## WHAT THIS TASK INVOLVES:
Go to the line containing "Query: black helmet" and return it and each line after it exactly, through the end of the data below, and nothing more.

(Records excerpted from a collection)
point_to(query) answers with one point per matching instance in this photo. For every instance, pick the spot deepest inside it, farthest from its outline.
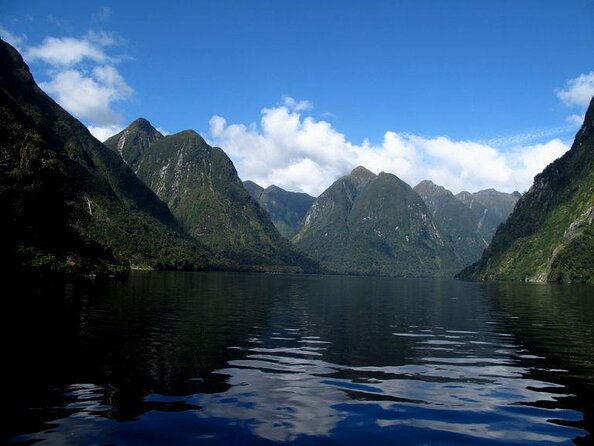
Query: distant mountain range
(375, 224)
(68, 203)
(470, 220)
(73, 205)
(286, 209)
(549, 237)
(200, 185)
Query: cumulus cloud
(89, 96)
(66, 51)
(578, 91)
(15, 40)
(104, 133)
(298, 152)
(82, 77)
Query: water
(216, 358)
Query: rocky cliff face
(549, 236)
(375, 224)
(286, 209)
(201, 187)
(490, 208)
(456, 219)
(67, 201)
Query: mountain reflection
(253, 358)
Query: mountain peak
(142, 124)
(361, 171)
(428, 188)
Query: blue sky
(488, 73)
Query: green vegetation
(69, 205)
(201, 187)
(455, 219)
(549, 235)
(286, 209)
(490, 208)
(375, 225)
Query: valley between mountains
(74, 205)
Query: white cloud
(575, 120)
(82, 77)
(66, 51)
(89, 96)
(103, 133)
(295, 105)
(578, 91)
(300, 153)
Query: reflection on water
(186, 358)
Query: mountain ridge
(549, 236)
(106, 217)
(200, 185)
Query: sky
(471, 94)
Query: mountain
(68, 203)
(375, 224)
(286, 209)
(490, 207)
(456, 219)
(549, 237)
(201, 187)
(255, 190)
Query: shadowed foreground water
(216, 358)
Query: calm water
(214, 358)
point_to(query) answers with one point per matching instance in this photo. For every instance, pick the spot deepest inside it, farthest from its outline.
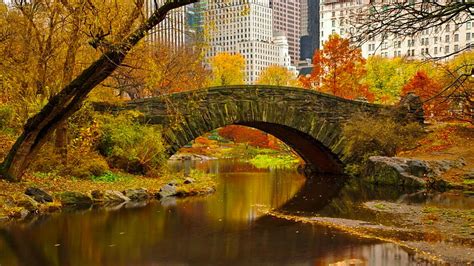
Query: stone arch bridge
(308, 121)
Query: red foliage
(429, 90)
(338, 69)
(241, 134)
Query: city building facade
(287, 20)
(246, 27)
(442, 41)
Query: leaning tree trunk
(70, 98)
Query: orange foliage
(203, 141)
(427, 88)
(241, 134)
(338, 69)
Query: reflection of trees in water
(220, 228)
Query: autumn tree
(427, 88)
(408, 18)
(458, 85)
(227, 69)
(386, 77)
(113, 37)
(154, 69)
(338, 70)
(277, 75)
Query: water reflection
(227, 228)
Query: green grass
(379, 206)
(275, 161)
(468, 181)
(108, 177)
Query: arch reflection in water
(222, 229)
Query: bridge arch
(308, 121)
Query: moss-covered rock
(75, 198)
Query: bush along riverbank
(437, 156)
(38, 195)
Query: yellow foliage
(227, 69)
(279, 76)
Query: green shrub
(107, 177)
(368, 136)
(93, 165)
(129, 145)
(6, 116)
(277, 161)
(80, 164)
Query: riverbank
(441, 235)
(113, 191)
(443, 159)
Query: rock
(409, 172)
(469, 175)
(75, 198)
(135, 204)
(97, 195)
(189, 180)
(173, 183)
(393, 171)
(27, 202)
(136, 194)
(167, 191)
(115, 196)
(20, 214)
(39, 195)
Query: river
(229, 227)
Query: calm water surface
(226, 228)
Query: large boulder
(408, 172)
(75, 199)
(38, 194)
(109, 196)
(168, 190)
(140, 194)
(27, 202)
(115, 196)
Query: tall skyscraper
(309, 40)
(245, 27)
(438, 41)
(172, 30)
(286, 19)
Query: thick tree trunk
(69, 100)
(61, 142)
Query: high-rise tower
(287, 19)
(245, 27)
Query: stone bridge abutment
(308, 121)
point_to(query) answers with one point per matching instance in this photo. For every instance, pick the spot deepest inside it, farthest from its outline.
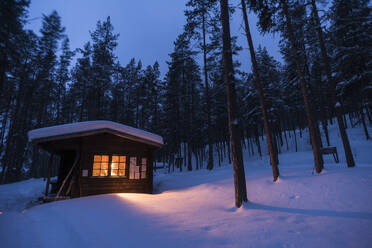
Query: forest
(207, 106)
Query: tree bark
(345, 140)
(332, 88)
(236, 150)
(273, 161)
(314, 143)
(209, 126)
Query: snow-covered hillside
(196, 209)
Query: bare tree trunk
(314, 143)
(345, 140)
(332, 89)
(210, 163)
(364, 123)
(236, 149)
(273, 161)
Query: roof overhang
(87, 128)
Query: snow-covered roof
(83, 128)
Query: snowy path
(196, 209)
(332, 209)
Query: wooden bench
(330, 150)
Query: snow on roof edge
(86, 126)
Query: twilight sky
(147, 28)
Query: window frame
(126, 169)
(139, 164)
(127, 165)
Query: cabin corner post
(49, 171)
(151, 171)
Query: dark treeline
(327, 59)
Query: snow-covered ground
(196, 209)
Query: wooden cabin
(98, 157)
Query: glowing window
(143, 167)
(137, 171)
(100, 165)
(118, 165)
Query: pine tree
(198, 21)
(233, 117)
(273, 155)
(103, 60)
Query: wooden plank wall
(111, 144)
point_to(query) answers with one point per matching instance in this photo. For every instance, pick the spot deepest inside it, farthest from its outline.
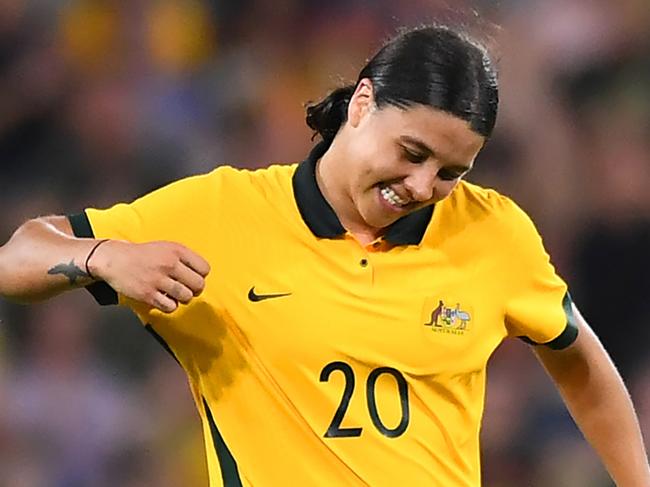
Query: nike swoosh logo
(252, 296)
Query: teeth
(390, 196)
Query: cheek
(444, 189)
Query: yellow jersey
(317, 361)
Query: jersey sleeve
(179, 212)
(538, 306)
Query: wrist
(94, 264)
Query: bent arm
(43, 259)
(600, 404)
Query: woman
(335, 317)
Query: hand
(159, 274)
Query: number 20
(335, 431)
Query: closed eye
(450, 174)
(414, 157)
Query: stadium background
(101, 101)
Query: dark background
(102, 101)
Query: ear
(361, 103)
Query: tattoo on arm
(71, 271)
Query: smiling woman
(407, 131)
(335, 317)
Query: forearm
(43, 259)
(601, 406)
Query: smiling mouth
(392, 198)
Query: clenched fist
(159, 274)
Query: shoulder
(230, 178)
(477, 202)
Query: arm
(43, 259)
(600, 404)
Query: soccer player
(335, 317)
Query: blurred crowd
(104, 100)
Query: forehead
(450, 137)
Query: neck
(330, 176)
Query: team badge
(452, 319)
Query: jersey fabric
(314, 360)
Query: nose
(420, 183)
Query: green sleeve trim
(229, 471)
(570, 333)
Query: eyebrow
(428, 150)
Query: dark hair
(432, 65)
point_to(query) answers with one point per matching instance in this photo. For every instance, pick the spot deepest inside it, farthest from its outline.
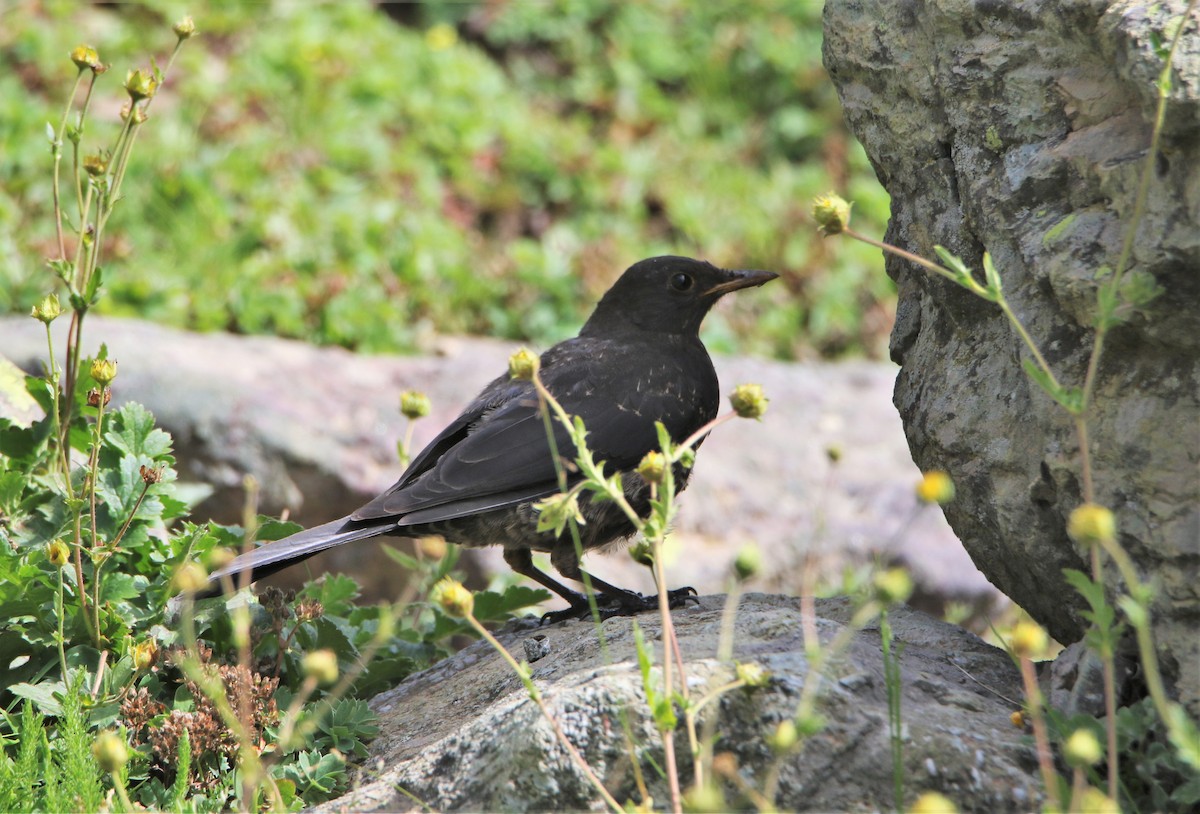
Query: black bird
(637, 360)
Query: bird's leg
(521, 561)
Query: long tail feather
(276, 556)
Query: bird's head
(666, 295)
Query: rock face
(465, 736)
(1021, 130)
(318, 429)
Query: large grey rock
(318, 430)
(463, 735)
(1020, 130)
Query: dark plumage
(637, 360)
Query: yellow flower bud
(784, 737)
(1093, 801)
(414, 405)
(441, 36)
(48, 310)
(58, 552)
(95, 165)
(145, 653)
(653, 467)
(453, 598)
(111, 750)
(103, 371)
(322, 665)
(753, 675)
(933, 803)
(523, 365)
(1029, 640)
(749, 401)
(1083, 749)
(85, 57)
(935, 486)
(1091, 524)
(892, 586)
(832, 214)
(141, 84)
(184, 28)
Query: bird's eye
(681, 281)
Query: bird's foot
(627, 603)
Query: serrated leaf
(132, 431)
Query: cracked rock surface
(463, 735)
(1021, 130)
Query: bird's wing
(496, 453)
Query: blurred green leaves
(324, 172)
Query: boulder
(1023, 130)
(465, 735)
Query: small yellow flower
(1093, 801)
(111, 750)
(103, 371)
(933, 803)
(523, 365)
(414, 405)
(141, 84)
(892, 586)
(322, 665)
(1091, 524)
(832, 214)
(145, 653)
(453, 598)
(1083, 749)
(58, 552)
(749, 401)
(48, 310)
(190, 578)
(1029, 640)
(784, 737)
(935, 486)
(653, 467)
(441, 36)
(184, 28)
(95, 165)
(85, 57)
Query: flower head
(935, 486)
(832, 214)
(523, 365)
(453, 598)
(749, 401)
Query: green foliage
(325, 173)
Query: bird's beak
(739, 279)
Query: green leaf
(132, 431)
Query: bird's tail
(276, 556)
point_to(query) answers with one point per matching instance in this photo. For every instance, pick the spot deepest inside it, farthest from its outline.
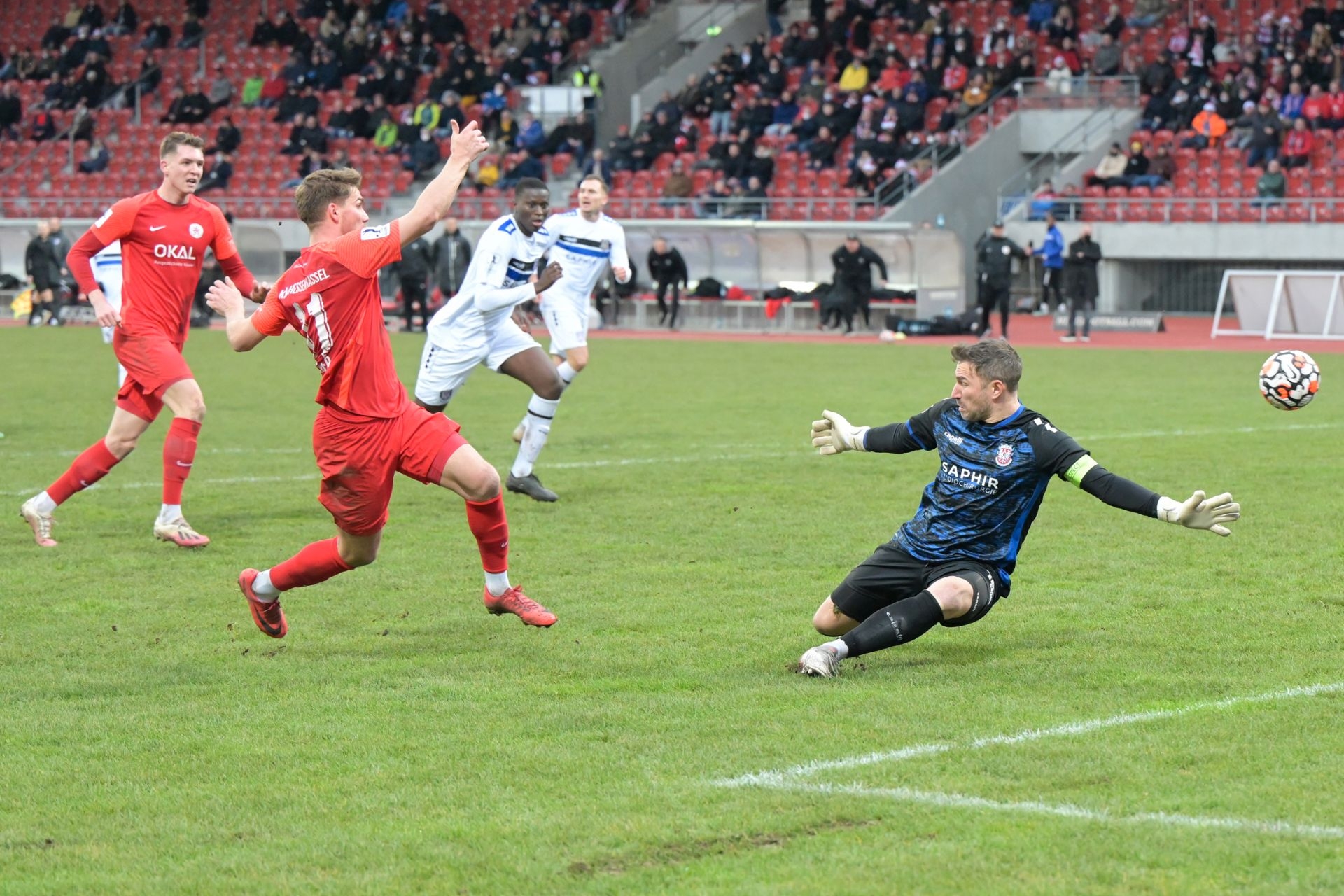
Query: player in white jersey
(585, 241)
(483, 326)
(106, 269)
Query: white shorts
(566, 321)
(445, 368)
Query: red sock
(179, 454)
(319, 562)
(489, 526)
(88, 469)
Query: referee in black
(993, 264)
(854, 277)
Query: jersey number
(316, 330)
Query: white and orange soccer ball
(1289, 379)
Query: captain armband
(1081, 468)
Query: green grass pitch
(401, 739)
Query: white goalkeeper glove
(834, 434)
(1199, 512)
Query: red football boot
(268, 615)
(524, 608)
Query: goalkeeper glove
(834, 434)
(1199, 512)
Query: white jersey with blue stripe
(584, 248)
(504, 260)
(106, 270)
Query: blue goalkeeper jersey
(990, 485)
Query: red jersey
(162, 251)
(331, 296)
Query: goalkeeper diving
(955, 559)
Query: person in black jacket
(1081, 276)
(993, 264)
(854, 277)
(414, 267)
(667, 269)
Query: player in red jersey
(164, 235)
(368, 429)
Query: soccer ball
(1289, 379)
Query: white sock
(539, 415)
(262, 587)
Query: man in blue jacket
(1053, 276)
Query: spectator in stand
(452, 254)
(11, 112)
(1272, 186)
(125, 20)
(96, 159)
(220, 172)
(1317, 106)
(1109, 57)
(1297, 146)
(1147, 14)
(158, 35)
(1059, 78)
(424, 155)
(855, 76)
(1209, 128)
(192, 33)
(1265, 137)
(1110, 169)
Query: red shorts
(358, 457)
(152, 363)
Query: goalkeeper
(953, 561)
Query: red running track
(1183, 333)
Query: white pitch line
(1068, 811)
(575, 465)
(788, 777)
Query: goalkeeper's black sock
(902, 622)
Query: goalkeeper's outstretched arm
(1195, 512)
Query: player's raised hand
(468, 143)
(1211, 514)
(547, 280)
(834, 434)
(225, 298)
(102, 309)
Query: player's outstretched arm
(225, 298)
(468, 144)
(1198, 512)
(834, 434)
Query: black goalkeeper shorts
(891, 575)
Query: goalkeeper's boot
(820, 663)
(267, 614)
(531, 486)
(181, 533)
(38, 522)
(524, 608)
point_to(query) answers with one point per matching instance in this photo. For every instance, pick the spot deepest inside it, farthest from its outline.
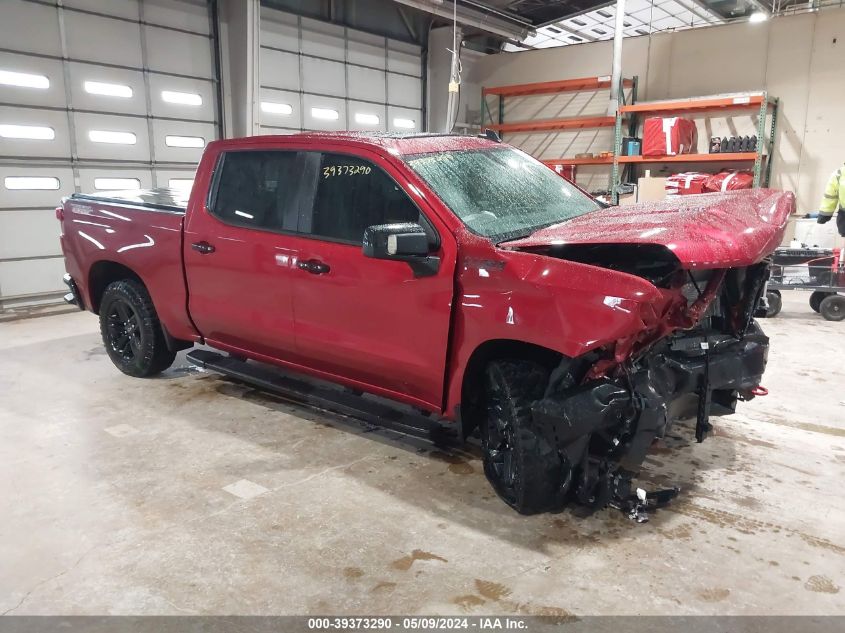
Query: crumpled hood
(719, 230)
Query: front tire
(521, 463)
(131, 331)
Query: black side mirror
(407, 242)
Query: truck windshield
(501, 193)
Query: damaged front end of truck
(607, 409)
(697, 350)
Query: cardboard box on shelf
(628, 198)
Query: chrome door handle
(203, 248)
(313, 266)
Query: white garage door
(319, 76)
(94, 96)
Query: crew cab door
(238, 257)
(368, 320)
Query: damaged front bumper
(604, 428)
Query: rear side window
(351, 195)
(255, 189)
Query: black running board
(338, 401)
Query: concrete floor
(190, 494)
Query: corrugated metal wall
(94, 96)
(320, 76)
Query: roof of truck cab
(402, 144)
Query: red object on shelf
(567, 171)
(669, 136)
(729, 181)
(687, 183)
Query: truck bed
(159, 199)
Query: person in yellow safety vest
(834, 197)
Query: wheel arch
(103, 273)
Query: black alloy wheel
(124, 330)
(521, 463)
(832, 308)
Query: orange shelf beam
(554, 124)
(553, 87)
(595, 160)
(749, 102)
(691, 158)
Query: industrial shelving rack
(583, 84)
(767, 111)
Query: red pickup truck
(452, 273)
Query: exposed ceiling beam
(475, 18)
(571, 31)
(760, 6)
(700, 9)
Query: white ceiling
(641, 18)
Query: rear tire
(522, 465)
(131, 331)
(817, 297)
(832, 308)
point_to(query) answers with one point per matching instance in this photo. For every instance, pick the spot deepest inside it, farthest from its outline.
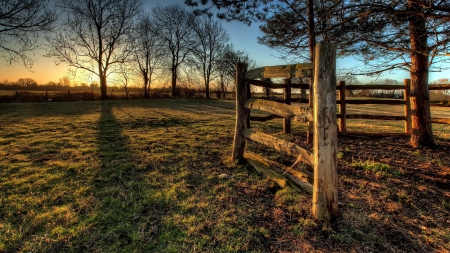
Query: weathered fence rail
(342, 102)
(324, 156)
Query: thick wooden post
(242, 114)
(287, 100)
(325, 195)
(342, 108)
(407, 107)
(310, 133)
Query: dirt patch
(392, 198)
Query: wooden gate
(323, 118)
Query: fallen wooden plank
(298, 113)
(374, 87)
(287, 147)
(440, 120)
(288, 71)
(439, 87)
(368, 116)
(278, 172)
(265, 84)
(255, 73)
(373, 101)
(265, 118)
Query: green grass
(131, 176)
(137, 176)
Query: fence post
(242, 114)
(287, 100)
(407, 107)
(342, 108)
(325, 195)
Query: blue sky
(242, 36)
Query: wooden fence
(323, 118)
(342, 101)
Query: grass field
(156, 176)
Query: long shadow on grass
(118, 188)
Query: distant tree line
(117, 38)
(412, 35)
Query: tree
(148, 50)
(385, 35)
(174, 25)
(21, 22)
(124, 76)
(409, 35)
(227, 65)
(27, 82)
(95, 36)
(65, 81)
(211, 38)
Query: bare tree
(123, 76)
(26, 82)
(175, 24)
(94, 36)
(21, 22)
(148, 50)
(227, 65)
(210, 38)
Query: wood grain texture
(298, 113)
(284, 146)
(242, 113)
(325, 193)
(282, 173)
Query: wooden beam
(288, 71)
(325, 194)
(439, 87)
(242, 113)
(255, 73)
(342, 108)
(284, 146)
(374, 87)
(370, 116)
(440, 120)
(407, 106)
(279, 172)
(265, 118)
(287, 111)
(374, 101)
(287, 100)
(266, 84)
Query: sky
(243, 37)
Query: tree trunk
(311, 45)
(207, 88)
(174, 82)
(146, 89)
(222, 86)
(421, 134)
(103, 87)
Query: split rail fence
(342, 101)
(323, 119)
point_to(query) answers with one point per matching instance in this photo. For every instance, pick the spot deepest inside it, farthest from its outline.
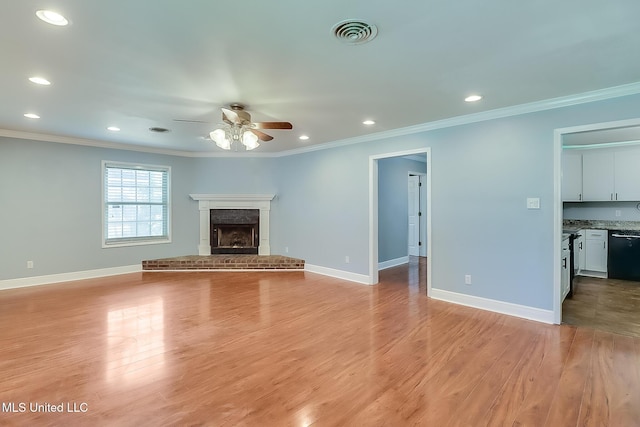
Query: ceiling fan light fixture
(250, 140)
(219, 136)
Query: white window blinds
(136, 204)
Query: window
(136, 204)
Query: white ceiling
(137, 64)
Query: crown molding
(532, 107)
(499, 113)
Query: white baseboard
(24, 282)
(393, 262)
(525, 312)
(339, 274)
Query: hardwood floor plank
(567, 400)
(296, 348)
(529, 392)
(598, 391)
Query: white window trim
(140, 240)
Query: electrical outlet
(533, 203)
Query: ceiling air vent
(159, 130)
(354, 31)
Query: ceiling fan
(239, 128)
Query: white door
(414, 218)
(423, 216)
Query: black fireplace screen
(234, 231)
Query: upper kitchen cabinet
(571, 176)
(598, 176)
(627, 175)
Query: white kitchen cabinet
(571, 176)
(596, 251)
(579, 252)
(566, 277)
(627, 175)
(598, 176)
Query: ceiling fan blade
(261, 135)
(230, 116)
(273, 125)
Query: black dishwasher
(624, 255)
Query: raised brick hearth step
(224, 262)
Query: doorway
(374, 213)
(597, 290)
(417, 214)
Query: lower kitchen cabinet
(579, 252)
(595, 257)
(566, 265)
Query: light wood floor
(605, 304)
(299, 349)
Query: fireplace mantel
(206, 202)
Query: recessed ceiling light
(39, 81)
(51, 17)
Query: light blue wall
(482, 174)
(51, 204)
(51, 209)
(321, 213)
(393, 207)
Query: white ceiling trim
(566, 101)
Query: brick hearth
(224, 262)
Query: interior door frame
(422, 202)
(373, 211)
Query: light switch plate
(533, 203)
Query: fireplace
(234, 231)
(230, 202)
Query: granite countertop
(574, 225)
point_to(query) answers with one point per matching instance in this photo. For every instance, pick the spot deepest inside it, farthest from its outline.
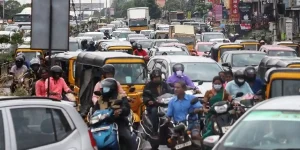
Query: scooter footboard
(106, 136)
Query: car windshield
(203, 48)
(228, 49)
(250, 47)
(265, 130)
(201, 70)
(158, 43)
(130, 73)
(22, 18)
(285, 88)
(207, 37)
(96, 37)
(172, 53)
(124, 34)
(146, 33)
(145, 44)
(282, 53)
(188, 40)
(30, 55)
(73, 46)
(242, 60)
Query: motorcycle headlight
(221, 109)
(96, 119)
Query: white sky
(75, 1)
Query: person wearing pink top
(108, 71)
(40, 89)
(57, 84)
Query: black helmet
(108, 68)
(155, 73)
(139, 46)
(109, 88)
(239, 77)
(250, 74)
(56, 69)
(84, 42)
(177, 67)
(91, 43)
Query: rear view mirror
(211, 141)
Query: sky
(75, 1)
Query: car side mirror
(211, 141)
(226, 64)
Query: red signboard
(234, 10)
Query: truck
(23, 18)
(184, 34)
(138, 18)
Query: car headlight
(96, 119)
(221, 109)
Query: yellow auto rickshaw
(120, 46)
(131, 72)
(277, 62)
(282, 82)
(29, 53)
(249, 44)
(219, 48)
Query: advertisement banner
(234, 13)
(245, 11)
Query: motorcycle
(181, 137)
(105, 131)
(147, 126)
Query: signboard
(234, 11)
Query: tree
(154, 11)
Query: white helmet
(35, 61)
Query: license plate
(180, 146)
(225, 129)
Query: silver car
(43, 124)
(271, 124)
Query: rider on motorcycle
(109, 92)
(238, 85)
(178, 75)
(255, 83)
(180, 106)
(157, 88)
(108, 71)
(32, 73)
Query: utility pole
(276, 20)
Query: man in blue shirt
(180, 106)
(255, 83)
(238, 85)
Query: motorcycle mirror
(98, 93)
(194, 101)
(211, 141)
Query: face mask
(179, 73)
(217, 86)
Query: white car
(42, 123)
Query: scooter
(105, 131)
(181, 137)
(146, 124)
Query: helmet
(34, 61)
(250, 74)
(109, 88)
(155, 73)
(108, 68)
(84, 42)
(139, 46)
(177, 67)
(56, 69)
(91, 43)
(239, 77)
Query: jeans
(126, 140)
(153, 117)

## EXERCISE SOLUTION:
Query: black helmet
(108, 68)
(155, 73)
(139, 46)
(109, 88)
(239, 77)
(250, 74)
(56, 69)
(84, 42)
(177, 67)
(91, 43)
Query: rear view mirror
(211, 141)
Query: sky
(75, 1)
Query: car side mirror
(211, 141)
(226, 64)
Query: red signboard
(234, 10)
Query: truck
(23, 18)
(184, 34)
(138, 18)
Query: car headlight
(96, 119)
(221, 109)
Query: yellow auto rickshaw
(120, 46)
(131, 72)
(277, 62)
(282, 82)
(29, 53)
(249, 44)
(219, 48)
Query: advertisement banner
(234, 13)
(245, 11)
Query: motorcycle
(181, 137)
(105, 131)
(147, 126)
Query: signboard
(234, 11)
Query: tree
(154, 11)
Query: white helmet
(35, 61)
Query: license plate
(180, 146)
(225, 129)
Query: silver car
(43, 124)
(271, 124)
Query: rider on motorcycle
(109, 92)
(238, 85)
(178, 75)
(255, 83)
(180, 106)
(157, 88)
(108, 71)
(32, 73)
Query: utility pole
(276, 20)
Query: man in blue shirt
(180, 106)
(255, 83)
(238, 85)
Query: motorcycle mirror
(98, 93)
(194, 101)
(211, 141)
Query: face mask
(179, 73)
(217, 86)
Query: white car
(42, 123)
Query: scooter
(105, 131)
(181, 137)
(146, 124)
Query: helmet
(34, 61)
(250, 74)
(109, 88)
(155, 73)
(108, 68)
(84, 42)
(139, 46)
(177, 67)
(56, 69)
(91, 43)
(239, 77)
Query: jeans
(126, 140)
(153, 117)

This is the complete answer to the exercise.